**Exercise goal:** Find the line that contains "For the benchmark, mark every instance of the roof" and print it and every line after it, exactly, please.

%%

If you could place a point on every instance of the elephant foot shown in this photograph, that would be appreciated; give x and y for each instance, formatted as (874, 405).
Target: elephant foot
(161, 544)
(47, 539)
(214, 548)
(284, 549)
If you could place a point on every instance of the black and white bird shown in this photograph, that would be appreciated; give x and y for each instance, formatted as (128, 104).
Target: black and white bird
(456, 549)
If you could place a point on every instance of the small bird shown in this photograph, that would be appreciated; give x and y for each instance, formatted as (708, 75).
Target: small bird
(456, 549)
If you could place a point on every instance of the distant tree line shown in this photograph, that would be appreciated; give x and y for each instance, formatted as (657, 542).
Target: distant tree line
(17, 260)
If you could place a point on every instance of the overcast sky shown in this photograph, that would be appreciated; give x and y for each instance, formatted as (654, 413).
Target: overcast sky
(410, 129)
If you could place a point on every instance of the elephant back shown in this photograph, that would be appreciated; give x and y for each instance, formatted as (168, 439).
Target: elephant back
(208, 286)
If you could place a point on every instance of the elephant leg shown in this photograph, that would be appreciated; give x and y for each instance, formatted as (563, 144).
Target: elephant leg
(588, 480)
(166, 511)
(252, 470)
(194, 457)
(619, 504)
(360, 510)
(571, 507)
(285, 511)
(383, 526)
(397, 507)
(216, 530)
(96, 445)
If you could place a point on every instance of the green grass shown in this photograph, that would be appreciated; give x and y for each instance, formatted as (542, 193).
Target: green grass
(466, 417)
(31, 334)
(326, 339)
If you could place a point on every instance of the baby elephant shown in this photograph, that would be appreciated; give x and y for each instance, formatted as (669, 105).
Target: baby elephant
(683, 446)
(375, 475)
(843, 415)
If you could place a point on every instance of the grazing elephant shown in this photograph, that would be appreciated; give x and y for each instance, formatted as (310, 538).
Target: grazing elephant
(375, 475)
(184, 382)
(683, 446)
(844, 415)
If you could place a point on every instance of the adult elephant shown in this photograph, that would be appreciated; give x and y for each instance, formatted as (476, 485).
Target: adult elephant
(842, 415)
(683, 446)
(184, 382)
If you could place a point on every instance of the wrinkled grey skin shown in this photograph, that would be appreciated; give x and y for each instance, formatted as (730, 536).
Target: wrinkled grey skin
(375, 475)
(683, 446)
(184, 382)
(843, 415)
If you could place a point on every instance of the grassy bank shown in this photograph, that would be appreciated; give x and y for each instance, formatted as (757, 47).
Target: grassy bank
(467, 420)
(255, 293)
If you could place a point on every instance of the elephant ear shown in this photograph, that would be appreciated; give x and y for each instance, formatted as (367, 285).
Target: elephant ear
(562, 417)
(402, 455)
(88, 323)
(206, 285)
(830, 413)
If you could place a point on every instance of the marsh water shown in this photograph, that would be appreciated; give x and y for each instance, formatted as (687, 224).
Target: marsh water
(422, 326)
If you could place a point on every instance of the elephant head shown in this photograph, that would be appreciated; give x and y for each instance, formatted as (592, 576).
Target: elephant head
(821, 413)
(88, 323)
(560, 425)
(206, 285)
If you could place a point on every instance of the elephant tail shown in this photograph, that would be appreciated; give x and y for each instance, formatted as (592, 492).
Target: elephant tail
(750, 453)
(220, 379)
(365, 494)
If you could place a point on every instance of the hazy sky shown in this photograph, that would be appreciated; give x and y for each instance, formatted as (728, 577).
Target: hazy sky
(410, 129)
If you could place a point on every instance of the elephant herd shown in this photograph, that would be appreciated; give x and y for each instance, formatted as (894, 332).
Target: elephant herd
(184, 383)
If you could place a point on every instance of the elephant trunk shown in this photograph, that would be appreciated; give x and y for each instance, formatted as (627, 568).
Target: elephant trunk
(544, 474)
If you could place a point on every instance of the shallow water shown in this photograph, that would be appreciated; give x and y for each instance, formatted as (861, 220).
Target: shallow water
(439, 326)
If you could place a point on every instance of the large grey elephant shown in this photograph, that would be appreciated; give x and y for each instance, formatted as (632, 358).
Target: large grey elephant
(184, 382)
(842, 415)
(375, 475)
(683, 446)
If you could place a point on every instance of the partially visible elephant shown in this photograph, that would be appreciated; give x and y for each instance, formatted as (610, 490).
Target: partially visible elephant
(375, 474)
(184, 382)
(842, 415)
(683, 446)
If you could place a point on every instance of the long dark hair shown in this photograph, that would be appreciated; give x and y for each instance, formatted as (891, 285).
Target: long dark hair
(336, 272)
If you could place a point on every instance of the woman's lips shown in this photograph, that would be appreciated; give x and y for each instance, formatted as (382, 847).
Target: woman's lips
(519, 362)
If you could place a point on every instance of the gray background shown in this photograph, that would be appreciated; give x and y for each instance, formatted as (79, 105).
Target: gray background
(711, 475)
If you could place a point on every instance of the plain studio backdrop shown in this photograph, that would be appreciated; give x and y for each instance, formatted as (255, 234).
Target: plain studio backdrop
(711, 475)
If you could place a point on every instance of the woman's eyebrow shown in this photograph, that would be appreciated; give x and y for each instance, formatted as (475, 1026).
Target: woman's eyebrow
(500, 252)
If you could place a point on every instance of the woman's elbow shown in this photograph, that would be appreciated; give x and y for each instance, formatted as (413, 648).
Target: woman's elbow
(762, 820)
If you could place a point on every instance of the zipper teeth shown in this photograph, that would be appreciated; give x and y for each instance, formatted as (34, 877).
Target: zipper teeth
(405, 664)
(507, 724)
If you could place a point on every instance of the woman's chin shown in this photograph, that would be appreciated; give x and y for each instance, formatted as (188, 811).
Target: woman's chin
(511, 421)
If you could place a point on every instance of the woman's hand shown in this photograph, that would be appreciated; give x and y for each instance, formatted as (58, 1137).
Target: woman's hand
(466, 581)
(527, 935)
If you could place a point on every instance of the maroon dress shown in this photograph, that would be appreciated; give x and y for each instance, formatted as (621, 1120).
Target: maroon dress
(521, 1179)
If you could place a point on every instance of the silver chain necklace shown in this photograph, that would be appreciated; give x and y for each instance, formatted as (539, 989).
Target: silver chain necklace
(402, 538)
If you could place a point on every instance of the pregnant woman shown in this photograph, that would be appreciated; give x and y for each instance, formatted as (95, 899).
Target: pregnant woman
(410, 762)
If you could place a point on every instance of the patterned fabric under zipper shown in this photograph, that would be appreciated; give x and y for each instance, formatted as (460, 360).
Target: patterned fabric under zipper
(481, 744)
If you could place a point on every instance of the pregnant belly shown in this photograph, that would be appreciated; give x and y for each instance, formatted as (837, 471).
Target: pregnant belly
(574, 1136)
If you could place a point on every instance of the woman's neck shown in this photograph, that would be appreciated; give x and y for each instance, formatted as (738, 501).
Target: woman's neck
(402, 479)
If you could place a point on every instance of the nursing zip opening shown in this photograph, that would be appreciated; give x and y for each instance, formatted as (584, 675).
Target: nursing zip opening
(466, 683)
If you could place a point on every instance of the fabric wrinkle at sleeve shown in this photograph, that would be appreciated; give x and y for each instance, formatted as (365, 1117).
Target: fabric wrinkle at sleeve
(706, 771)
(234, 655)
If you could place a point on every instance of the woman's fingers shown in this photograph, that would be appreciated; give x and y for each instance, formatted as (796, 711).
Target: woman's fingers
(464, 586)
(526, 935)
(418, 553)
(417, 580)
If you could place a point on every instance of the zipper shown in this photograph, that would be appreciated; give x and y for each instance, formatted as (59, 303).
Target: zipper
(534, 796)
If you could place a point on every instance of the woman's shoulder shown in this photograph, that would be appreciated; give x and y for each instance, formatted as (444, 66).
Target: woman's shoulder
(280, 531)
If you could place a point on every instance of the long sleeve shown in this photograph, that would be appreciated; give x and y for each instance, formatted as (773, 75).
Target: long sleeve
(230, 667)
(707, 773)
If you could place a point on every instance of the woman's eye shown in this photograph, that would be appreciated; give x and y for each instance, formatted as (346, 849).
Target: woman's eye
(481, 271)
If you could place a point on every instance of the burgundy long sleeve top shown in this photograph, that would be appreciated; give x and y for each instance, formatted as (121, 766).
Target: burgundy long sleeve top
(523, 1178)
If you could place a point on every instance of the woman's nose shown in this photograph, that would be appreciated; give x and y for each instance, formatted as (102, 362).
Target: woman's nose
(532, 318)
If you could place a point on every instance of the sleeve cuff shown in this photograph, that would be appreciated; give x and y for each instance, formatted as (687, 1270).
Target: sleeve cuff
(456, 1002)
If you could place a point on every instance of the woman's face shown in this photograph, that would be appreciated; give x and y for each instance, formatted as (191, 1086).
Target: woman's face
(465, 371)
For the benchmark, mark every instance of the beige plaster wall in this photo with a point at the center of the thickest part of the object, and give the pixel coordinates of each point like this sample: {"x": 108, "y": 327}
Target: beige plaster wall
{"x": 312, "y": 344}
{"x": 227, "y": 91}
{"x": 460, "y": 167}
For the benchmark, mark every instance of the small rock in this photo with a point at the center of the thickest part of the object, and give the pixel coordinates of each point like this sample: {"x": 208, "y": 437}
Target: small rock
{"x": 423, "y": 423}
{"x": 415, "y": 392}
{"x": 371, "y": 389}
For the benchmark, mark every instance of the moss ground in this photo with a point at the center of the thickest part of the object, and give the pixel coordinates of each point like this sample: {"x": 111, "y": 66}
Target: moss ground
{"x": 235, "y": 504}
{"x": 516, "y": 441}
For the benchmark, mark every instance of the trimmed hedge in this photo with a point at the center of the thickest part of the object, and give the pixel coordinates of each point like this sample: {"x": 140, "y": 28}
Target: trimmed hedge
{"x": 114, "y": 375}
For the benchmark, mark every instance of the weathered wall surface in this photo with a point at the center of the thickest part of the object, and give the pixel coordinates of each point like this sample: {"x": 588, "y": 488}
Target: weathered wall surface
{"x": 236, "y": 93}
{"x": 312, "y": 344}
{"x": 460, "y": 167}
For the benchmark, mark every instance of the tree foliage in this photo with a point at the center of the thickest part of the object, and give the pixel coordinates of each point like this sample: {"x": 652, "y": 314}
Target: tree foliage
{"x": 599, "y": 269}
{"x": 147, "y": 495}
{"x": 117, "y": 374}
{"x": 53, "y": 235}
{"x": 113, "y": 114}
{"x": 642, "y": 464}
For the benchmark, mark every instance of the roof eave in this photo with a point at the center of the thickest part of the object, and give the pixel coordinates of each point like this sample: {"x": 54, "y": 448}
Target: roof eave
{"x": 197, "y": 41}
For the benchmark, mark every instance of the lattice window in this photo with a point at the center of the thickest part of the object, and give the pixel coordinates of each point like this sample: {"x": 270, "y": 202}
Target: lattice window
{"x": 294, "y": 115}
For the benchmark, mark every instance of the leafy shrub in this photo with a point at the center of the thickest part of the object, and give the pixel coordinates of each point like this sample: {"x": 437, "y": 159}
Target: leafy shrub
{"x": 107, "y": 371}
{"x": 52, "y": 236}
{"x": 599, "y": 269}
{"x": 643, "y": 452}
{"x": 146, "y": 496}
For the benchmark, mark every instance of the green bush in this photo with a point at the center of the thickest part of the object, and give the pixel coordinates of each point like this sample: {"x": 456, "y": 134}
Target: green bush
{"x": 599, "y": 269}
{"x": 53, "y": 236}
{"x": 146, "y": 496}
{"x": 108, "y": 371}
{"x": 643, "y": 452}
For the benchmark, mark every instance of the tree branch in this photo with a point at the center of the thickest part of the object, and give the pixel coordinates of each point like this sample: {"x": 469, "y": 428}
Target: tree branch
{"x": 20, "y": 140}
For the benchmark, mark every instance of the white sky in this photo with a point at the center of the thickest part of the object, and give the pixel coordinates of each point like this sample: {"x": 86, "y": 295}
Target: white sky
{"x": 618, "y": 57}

%%

**Result of the exercise:**
For the benchmark, mark every instance of the roof eave in this photo with a point at the center of the thickest part of the object, and give the pixel coordinates of each point like this sample: {"x": 54, "y": 448}
Target: roof eave
{"x": 197, "y": 41}
For the benchmark, mark every instance of the lattice window in this photo with a point at the center of the thickest part of the object, and give the pixel coordinates of each point like this sample: {"x": 270, "y": 202}
Target: lattice window
{"x": 294, "y": 115}
For the benchmark, mark every instance of the leafy shrub in this photo with a point at the center of the thickest part of the object, and give the pixel coordinates of each point like this sample: {"x": 437, "y": 159}
Target: leafy shrub
{"x": 107, "y": 371}
{"x": 52, "y": 236}
{"x": 599, "y": 269}
{"x": 643, "y": 452}
{"x": 146, "y": 496}
For the benchmark, mark every instance of the green bush in this photo with a point at the center of the thickest part of the object, and give the pixel coordinates of each point like this sample: {"x": 456, "y": 134}
Target: green bush
{"x": 599, "y": 269}
{"x": 53, "y": 236}
{"x": 146, "y": 496}
{"x": 108, "y": 371}
{"x": 643, "y": 452}
For the benchmark, mark every instance of the tree branch in this photo with a point at the center of the thickest part of the object, and give the pixel coordinates of each point like this sample: {"x": 469, "y": 428}
Target: tree branch
{"x": 20, "y": 140}
For the benchmark, mark every instance of the white sky in this photo with a point at the center of the thickest part of the object, and give the pixel coordinates of each point like this sample: {"x": 86, "y": 295}
Target: white sky
{"x": 618, "y": 57}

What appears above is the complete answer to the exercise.